> PROBLEM STATEMENT
An exact copy of all the data below is needed.

> RECORDS PROVIDED
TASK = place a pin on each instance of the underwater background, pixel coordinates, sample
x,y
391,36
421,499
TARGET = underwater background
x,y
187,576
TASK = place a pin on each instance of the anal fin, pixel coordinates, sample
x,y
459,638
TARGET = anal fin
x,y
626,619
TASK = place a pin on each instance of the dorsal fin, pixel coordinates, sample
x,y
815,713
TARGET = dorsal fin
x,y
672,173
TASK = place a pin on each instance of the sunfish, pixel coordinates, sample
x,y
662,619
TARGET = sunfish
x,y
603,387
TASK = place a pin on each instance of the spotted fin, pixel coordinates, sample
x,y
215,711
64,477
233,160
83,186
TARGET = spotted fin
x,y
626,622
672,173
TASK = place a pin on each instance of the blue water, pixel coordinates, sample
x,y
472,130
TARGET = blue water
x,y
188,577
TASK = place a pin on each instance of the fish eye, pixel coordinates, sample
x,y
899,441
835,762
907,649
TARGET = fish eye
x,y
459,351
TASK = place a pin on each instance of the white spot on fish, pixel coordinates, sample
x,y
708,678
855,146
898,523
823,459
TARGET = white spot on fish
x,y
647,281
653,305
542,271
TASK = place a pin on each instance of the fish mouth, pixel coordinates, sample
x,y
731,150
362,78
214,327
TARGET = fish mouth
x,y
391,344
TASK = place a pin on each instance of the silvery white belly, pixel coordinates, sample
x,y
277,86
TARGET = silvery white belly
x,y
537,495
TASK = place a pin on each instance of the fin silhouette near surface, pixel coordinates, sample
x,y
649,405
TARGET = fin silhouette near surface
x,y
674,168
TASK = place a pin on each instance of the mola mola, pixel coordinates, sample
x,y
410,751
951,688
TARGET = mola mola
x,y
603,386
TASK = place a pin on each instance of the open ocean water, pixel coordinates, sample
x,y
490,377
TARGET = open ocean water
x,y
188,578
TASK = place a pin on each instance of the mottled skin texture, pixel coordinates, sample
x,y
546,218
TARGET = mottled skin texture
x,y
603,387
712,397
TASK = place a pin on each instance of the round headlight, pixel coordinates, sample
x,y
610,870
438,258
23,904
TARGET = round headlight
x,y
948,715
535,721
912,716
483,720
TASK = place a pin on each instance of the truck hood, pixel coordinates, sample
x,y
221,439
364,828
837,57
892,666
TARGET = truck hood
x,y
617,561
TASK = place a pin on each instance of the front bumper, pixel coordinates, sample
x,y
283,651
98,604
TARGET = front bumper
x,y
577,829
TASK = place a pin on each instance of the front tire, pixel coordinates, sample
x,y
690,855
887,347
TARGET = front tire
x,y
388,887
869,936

> COMPLETED TASK
TASK = place a pin on each instance of the underwater background, pixel coordinates, sample
x,y
391,36
421,499
TARGET = underwater background
x,y
187,576
TASK = place a pin on each instance of the anal fin, pixel coordinates, sample
x,y
459,638
TARGET = anal fin
x,y
626,619
TASK = place a pin on each instance of the dorsal fin, pixel coordinates, sample
x,y
815,713
TARGET = dorsal fin
x,y
672,173
TASK = place a pin on each instance of the sunfish, pixel coordinates, sample
x,y
662,619
TARGET = sunfish
x,y
603,387
TASK = place a pin on each instance of the spotted fin, pixel coordinates, sample
x,y
215,711
64,477
233,160
83,186
TARGET = spotted fin
x,y
626,622
672,173
TASK = place a pin on each instance of the blue water, pixel coordinates, sample
x,y
472,130
TARGET = blue water
x,y
188,577
TASK = place a pin on each instance of the fish eye, pixel coordinates, sample
x,y
899,441
835,762
907,649
TARGET = fish eye
x,y
459,351
TASK = place a pin on each instance of the white spot on fish, pixel coordinates, sample
x,y
708,678
855,146
898,523
823,459
TARGET = white spot on fish
x,y
647,281
653,305
542,271
TASK = place a pin on each instance of the fish mouth, pixel coordinates, sample
x,y
731,150
362,78
214,327
TARGET = fish mouth
x,y
391,344
TASK = place a pin on each instance of the silvery white belly, pixel coordinates, sample
x,y
277,86
TARGET = silvery white belly
x,y
537,495
TASK = place a pin on each instance of the fin silhouette near surface, pixel coordinates, sample
x,y
649,405
TARGET = fin silhouette near surface
x,y
674,168
TASK = place a pin on each instance of the mola mola, pixel coordinates, sample
x,y
410,751
951,688
TARGET = mola mola
x,y
603,386
TASK = place a pin on each instance of the open ocean water, pixel coordinates, sample
x,y
490,377
TARGET = open ocean water
x,y
188,578
TASK = place a pin on each instance of the mottled skin texture, pixel coordinates, sample
x,y
546,218
TARGET = mottled skin texture
x,y
603,387
712,397
TASK = place a pin on each instance of the round headlight, pixel coordinates, sample
x,y
610,870
438,258
23,904
TARGET = round headlight
x,y
948,715
535,721
912,716
483,720
TASK = place a pin on each instance of the truck hood, pixel coordinates, sample
x,y
221,439
364,828
837,57
892,666
TARGET = truck hood
x,y
617,561
TASK = place a pin on each instance of the front bumper, pixel coordinates, sample
x,y
283,651
98,604
TARGET = front bumper
x,y
577,829
TASK = place a pin on each instance of the front tire, pixel coordinates, sample
x,y
690,855
887,347
TARGET = front tire
x,y
388,887
869,936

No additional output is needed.